Plus you have the most diverse population of kids in the district, in an area of the city that provides a social environment that teaches the kids about living and participating in an urban, global world.
That in addition to the large variety of AP classes + the HCC cohort provides a fantastic learning environment for our HCC kid.
It may not be the best fit for all kids, but suggesting that colleges will "ding" kids for attending an HCC high school is ridiculous and completely wrong based on the college list of schools that accept GHS graduates every year.
-GHS Parent
Lauren
It is true that sometimes we have to remind ourselves that it's not important in and of itself how quickly our kids can accelerate up the high school path!
Lauren
Wouldn't a solution to your child's problem have been to keep other HC students at the local school and therefore provide a peer group? I feel you and other HCC parents adopt a sinking ship mentality and just want to get on a boat with your own kind. You appear to judge other children(gened) as detrimental to your child's education and seem defensive about your decision to go the HCC route.
I admit I am very disturbed by the burgeoning HCC, it threatens the fabric of fairness and diversity of this district and, yes, I'm very defensive, as the pro-HCC stance of the blog owners and majority of posters is very intimidating.
I know dozens of HCC students and parents and I don't give them any grief in person, as I respect their choices and they respect mine. However, as this blog is about the district and it's policies, I feel OK criticizing what I see as a flawed approach to serving the majority of students in the HCC. I feel it is appropriate to comment as the HCC is part of the district, a substantial % in the northend, and the issues we are discussing are going to be acted upon eventually. I feel you and Lynn and others just want to shut down any dissenting opinions and maintain the status quo.
That's not how public school works, I'm afraid.
Megan
I am not at all defensive about deciding to go APP. It was an extremely hard decision for us because we were very happy at our elementary school. I am simultaneously very pleased that we decided to stay at the elementary school through 5th grade *and* that we decided to move to Washington for middle school. That was the right choice for my child. If a truly differentiated program had been available in my son's k-8 school, we may have made a different decision. It depends on what that program looked like. The school does differentiate in math in middle school, but not to the extent that Washington does.
Honestly, by 5th grade, my son's class of 70 kids had already lost 3 or 4 kids to APP and Lakeside and the next year the class lost 3 more kids. It is true that when the more academic kids peel off, the remaining kids lose the opportunity to be challenged by and challenge those kids. This is in no way a rebuke to the non-APP kids, several of whom my son is still close to.
One of the reasons why I refused to consider APP before middle school is that I worried about surrounding my son with only APP kids and -- as I told my husband -- there are more important things to get out of elementary school than how fast your child can learn calculus. Frankly, I worried that putting my child in a very diverse school like Washington with only a bunch of white kids from well-off families in the academic classes. But my son made friends across the APP line. And you keep talking about "our kind" but the APP kids my son is friends with are actually pretty diverse. Less racially diverse than I would like, but they are socio-economically diverse as well as my interests and personality. I'm not trying to shut down discussion at all because I found myself having to change my own mind and re-assess the assumptions that I was hanging on to about what APP was like. Everyone is better off my asking questions and challenging the status quo if need be.

### DATA LISTING
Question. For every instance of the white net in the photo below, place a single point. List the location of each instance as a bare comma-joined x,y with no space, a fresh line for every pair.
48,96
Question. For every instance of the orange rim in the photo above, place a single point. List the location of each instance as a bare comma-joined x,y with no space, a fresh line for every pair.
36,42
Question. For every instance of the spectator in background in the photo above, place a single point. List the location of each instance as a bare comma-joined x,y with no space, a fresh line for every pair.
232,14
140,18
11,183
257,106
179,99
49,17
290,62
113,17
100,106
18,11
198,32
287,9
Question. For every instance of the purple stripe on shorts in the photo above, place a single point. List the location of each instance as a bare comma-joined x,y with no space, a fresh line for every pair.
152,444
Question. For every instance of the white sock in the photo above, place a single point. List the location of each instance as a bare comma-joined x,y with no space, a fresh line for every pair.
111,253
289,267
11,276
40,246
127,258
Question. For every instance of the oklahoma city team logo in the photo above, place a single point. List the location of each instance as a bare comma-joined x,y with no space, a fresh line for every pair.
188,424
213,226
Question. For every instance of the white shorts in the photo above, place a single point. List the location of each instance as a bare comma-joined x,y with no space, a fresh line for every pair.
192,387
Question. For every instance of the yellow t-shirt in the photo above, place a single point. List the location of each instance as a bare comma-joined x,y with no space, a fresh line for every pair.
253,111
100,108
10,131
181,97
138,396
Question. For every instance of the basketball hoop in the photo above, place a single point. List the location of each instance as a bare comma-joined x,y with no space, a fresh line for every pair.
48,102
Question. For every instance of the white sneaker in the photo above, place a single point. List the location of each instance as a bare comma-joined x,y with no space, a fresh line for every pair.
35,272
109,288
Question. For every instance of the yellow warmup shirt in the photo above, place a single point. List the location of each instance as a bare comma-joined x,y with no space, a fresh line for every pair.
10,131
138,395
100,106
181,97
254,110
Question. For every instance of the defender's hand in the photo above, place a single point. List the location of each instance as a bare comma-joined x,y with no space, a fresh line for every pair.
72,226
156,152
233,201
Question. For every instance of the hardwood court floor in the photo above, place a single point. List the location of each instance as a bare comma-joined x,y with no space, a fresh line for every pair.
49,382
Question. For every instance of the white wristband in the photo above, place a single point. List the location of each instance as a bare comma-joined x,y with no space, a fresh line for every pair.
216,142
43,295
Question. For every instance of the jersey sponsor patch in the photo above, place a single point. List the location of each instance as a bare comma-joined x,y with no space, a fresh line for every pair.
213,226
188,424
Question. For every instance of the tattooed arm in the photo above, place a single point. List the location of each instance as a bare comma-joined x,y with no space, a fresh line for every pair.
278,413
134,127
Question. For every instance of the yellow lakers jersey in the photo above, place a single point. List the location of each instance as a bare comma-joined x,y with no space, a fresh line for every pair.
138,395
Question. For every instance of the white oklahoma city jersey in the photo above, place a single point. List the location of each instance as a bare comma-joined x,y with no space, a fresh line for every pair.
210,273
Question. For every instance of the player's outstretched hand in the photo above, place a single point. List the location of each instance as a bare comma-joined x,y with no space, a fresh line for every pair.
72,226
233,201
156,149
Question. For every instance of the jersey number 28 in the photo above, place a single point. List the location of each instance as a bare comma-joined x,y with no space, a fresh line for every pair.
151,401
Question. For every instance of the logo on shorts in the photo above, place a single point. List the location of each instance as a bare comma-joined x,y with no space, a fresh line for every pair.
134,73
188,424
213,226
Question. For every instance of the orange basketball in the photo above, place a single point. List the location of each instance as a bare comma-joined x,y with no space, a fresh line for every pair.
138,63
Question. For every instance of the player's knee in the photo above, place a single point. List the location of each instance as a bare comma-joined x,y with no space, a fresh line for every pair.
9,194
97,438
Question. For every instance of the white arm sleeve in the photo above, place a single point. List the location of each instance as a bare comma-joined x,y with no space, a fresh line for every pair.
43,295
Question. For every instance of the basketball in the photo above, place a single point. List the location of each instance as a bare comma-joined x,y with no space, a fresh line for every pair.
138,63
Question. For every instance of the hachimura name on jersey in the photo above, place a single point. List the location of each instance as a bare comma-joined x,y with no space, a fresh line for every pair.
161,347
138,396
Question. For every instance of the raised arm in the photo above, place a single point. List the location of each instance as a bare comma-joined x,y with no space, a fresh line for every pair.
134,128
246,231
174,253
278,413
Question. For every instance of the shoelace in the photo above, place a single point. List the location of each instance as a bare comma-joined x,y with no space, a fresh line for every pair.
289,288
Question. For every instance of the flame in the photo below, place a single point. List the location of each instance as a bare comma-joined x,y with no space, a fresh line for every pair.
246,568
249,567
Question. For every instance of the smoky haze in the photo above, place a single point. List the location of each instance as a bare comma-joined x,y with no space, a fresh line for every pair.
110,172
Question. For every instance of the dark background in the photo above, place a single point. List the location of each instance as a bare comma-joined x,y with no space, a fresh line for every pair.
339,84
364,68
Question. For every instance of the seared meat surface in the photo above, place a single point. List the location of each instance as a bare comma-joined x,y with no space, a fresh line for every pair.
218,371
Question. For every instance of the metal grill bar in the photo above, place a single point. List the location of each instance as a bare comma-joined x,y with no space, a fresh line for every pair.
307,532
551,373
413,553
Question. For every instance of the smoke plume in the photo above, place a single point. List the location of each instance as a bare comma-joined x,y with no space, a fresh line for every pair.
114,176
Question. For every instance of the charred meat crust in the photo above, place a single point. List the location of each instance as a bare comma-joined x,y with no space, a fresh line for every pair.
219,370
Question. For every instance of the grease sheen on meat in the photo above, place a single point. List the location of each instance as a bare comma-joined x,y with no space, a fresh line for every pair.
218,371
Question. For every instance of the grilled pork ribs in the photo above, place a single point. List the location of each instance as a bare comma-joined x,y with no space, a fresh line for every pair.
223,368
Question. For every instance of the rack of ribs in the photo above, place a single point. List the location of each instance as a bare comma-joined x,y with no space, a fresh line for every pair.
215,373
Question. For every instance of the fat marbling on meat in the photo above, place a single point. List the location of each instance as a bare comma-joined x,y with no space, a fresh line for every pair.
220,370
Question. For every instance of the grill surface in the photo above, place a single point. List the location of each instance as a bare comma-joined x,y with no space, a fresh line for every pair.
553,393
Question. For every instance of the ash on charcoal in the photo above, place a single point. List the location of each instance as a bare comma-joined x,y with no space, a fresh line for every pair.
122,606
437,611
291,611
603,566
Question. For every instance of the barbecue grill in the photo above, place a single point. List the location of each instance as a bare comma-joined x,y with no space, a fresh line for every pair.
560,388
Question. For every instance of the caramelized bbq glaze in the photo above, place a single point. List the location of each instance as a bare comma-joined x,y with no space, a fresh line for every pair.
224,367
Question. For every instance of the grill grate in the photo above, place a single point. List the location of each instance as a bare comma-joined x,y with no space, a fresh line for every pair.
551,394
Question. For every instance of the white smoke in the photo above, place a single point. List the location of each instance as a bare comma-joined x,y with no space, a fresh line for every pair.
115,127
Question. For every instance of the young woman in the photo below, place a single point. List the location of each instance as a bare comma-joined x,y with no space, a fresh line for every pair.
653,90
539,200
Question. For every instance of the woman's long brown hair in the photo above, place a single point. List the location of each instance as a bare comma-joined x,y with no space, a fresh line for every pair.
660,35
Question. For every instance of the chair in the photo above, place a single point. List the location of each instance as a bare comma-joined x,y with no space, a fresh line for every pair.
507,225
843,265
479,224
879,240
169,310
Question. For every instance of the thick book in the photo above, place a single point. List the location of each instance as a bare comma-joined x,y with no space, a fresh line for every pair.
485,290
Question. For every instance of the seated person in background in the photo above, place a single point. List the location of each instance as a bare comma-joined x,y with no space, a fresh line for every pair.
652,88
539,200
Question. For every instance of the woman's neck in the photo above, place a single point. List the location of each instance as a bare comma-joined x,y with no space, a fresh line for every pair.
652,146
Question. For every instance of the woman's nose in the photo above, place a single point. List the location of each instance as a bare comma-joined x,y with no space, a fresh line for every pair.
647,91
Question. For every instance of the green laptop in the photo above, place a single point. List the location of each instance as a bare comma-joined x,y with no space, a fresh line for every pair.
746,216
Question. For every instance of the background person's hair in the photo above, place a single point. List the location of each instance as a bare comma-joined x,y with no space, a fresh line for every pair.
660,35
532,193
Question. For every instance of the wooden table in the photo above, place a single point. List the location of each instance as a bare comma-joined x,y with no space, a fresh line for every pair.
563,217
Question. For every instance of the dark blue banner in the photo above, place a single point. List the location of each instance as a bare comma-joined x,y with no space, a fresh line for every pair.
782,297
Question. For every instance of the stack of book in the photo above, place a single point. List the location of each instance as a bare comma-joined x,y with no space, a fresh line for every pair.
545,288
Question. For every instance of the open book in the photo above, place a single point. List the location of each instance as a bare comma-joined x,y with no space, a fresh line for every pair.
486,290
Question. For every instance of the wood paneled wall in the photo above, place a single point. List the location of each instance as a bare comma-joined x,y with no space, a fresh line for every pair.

### EXERCISE SET
(1) Answer these about the discussion of the HCC program:
(a) According to the GHS Parent, what two things join the diverse population in providing a fantastic learning environment?
(b) How many kids were in Megan's son's class by 5th grade?
(c) Where did Megan's family decide to move for middle school?
(2) Carry the discussion of the HCC program forward with the next part, starting after its final sentence.
The material above is separate from the discussion of the HCC program.

### RESPONSES TO THE TASKS
(1)
(a) The large variety of AP classes and the HCC cohort.
(b) 70 kids.
(c) Washington.

(2)
Lauren
Lauren
You're troubled by the "segregation" of HC students, but you don't appear bothered by schools keeping third graders in separate classes from the first graders or the fifth graders. Why not? Surely our teachers can differentiate instruction well enough to meet the academic needs of third graders in either the first grade classroom or the fifth grade classroom, right? And people don't work exclusively with others their same age, do they? So why do we allow schools to persist in this age-based segregation?
Isn't it unfair that the third graders, by luck of their birthdate, get better instruction than the first graders? And isn't it also unfair that they don't get the same instruction as the fifth graders?
Oh, right. Because third graders are working on different lessons that first graders and fifth graders. Because it would be better for the students and the teachers if classes were taught at one grade level and not up or down two grade levels in addition to that one grade level.
And let's remember that the third grade instruction isn't better than the first grade instruction. It is, however, appropriate for third graders and would be inappropriate for first graders, just as the fifth grade instruction would be inappropriate for third graders.
What, exactly, is your beef? It appears that you are troubled that students who need a different lesson get that different lesson. More than that, you're troubled that the classrooms are divided by the lessons they are giving.
If you approached this from a pedagogical perspective instead of a political perspective, you might see it differently.
Thank you for being so civil.
It does seem that you agree that having HC students remain at their local schools would benefit children such as yours.That's pretty much my point in a nutshell.It's that panic-selling mentality that drives up the HCC numbers, I think.
I'm very happy yours is doing well and I appreciate your kind tone.
Megan
HCC may be flawed, but it is a clear improvement over trying to serve these children in the general education classrooms. To suggest otherwise is to ignore the data and the real life experiences of thousands and thousands of families.
I'm starting to think a pathological perspective might be in order.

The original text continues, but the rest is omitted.